## EXERCISE BRIEF:
Return exactly the lines of the records below, starting at the line that contains "box: [564, 190, 625, 960]" and ending at the line that contains "rough mask: <svg", with both of those lines kept.

(Beginning of DATA FOR ANALYSIS)

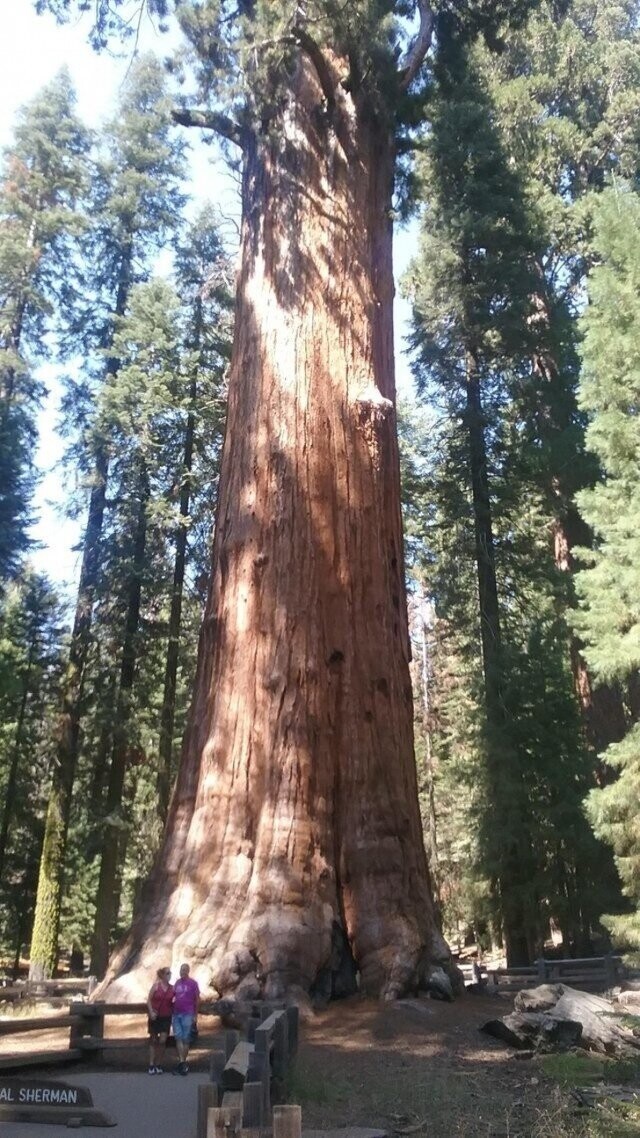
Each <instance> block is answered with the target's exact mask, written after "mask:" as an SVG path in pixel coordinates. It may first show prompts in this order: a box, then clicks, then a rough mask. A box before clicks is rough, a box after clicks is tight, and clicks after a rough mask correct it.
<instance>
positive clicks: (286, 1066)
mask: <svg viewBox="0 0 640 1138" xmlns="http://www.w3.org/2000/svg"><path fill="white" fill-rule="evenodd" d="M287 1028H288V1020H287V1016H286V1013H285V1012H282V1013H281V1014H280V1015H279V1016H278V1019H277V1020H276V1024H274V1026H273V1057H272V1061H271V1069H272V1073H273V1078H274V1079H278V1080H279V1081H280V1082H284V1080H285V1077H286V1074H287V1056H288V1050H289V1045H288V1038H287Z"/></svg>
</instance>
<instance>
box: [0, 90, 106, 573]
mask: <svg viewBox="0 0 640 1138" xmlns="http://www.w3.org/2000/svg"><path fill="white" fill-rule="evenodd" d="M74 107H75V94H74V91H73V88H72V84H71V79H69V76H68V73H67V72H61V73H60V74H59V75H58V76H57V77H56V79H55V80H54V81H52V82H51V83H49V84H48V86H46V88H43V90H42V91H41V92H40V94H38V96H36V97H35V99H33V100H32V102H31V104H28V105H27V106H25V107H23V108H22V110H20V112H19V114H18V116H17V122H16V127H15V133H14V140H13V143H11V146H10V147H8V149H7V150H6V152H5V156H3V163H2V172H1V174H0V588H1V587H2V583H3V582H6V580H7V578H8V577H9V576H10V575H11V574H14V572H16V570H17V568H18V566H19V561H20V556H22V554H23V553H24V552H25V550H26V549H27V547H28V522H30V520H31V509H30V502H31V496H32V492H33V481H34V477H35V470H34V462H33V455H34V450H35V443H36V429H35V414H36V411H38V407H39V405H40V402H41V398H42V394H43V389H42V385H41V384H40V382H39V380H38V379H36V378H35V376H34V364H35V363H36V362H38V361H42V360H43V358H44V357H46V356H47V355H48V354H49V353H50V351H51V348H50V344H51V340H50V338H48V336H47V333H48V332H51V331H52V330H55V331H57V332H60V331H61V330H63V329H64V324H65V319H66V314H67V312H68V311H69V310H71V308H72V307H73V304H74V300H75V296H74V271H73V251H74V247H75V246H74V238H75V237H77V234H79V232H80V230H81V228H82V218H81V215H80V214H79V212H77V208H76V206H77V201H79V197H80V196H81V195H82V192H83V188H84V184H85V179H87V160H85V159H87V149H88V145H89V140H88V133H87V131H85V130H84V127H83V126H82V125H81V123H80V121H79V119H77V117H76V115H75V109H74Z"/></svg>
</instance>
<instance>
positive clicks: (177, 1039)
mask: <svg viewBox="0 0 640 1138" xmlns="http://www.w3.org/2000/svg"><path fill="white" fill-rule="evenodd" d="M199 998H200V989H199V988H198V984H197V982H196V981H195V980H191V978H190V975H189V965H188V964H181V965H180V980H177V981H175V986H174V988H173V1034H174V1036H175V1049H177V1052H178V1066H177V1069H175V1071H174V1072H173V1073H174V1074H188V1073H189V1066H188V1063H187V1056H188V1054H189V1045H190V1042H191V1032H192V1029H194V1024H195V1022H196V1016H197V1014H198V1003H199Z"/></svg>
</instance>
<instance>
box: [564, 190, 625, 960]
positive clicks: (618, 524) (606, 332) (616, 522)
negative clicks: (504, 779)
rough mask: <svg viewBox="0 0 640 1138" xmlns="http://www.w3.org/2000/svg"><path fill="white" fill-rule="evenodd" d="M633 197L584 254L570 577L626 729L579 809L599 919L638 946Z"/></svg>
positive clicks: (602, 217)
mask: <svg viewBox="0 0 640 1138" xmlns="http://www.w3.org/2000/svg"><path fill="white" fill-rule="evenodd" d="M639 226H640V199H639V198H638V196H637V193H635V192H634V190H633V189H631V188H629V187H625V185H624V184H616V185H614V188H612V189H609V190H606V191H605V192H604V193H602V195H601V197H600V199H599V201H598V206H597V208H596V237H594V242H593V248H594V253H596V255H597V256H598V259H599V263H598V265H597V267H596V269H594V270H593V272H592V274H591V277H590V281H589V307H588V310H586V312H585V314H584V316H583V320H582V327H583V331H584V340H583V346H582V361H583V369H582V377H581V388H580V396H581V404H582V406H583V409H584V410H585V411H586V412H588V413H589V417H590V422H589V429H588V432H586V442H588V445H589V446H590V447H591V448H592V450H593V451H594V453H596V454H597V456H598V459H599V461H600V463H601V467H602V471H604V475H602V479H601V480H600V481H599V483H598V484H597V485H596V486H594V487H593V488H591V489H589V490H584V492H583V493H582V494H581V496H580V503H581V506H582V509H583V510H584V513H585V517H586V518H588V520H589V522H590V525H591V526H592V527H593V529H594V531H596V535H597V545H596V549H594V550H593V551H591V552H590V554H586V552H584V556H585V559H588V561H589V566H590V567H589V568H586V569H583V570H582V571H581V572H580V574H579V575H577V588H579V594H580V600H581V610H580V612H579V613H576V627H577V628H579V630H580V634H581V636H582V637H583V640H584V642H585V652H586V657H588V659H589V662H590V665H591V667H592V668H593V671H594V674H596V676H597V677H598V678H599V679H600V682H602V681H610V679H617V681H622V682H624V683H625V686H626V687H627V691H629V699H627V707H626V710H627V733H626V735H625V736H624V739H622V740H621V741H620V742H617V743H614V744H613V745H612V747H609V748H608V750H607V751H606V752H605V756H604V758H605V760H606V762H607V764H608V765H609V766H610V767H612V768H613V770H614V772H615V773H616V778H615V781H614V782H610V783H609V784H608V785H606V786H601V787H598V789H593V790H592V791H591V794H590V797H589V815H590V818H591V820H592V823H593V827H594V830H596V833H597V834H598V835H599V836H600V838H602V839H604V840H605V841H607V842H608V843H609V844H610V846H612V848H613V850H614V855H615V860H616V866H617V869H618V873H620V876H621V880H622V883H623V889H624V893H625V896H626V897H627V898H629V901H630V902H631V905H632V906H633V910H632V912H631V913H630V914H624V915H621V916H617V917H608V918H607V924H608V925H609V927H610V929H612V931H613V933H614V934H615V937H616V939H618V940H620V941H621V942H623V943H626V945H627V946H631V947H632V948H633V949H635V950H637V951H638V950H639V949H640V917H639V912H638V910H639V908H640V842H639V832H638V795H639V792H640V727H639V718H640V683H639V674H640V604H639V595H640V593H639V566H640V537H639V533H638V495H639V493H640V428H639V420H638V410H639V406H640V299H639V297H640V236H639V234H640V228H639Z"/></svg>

(End of DATA FOR ANALYSIS)

## RESPONSE FOR THIS EXERCISE:
box: [564, 190, 625, 960]
positive clicks: (618, 524) (606, 332) (616, 522)
negative clicks: (504, 779)
rough mask: <svg viewBox="0 0 640 1138" xmlns="http://www.w3.org/2000/svg"><path fill="white" fill-rule="evenodd" d="M633 197L584 254L570 577L626 729L579 809L599 919L638 946Z"/></svg>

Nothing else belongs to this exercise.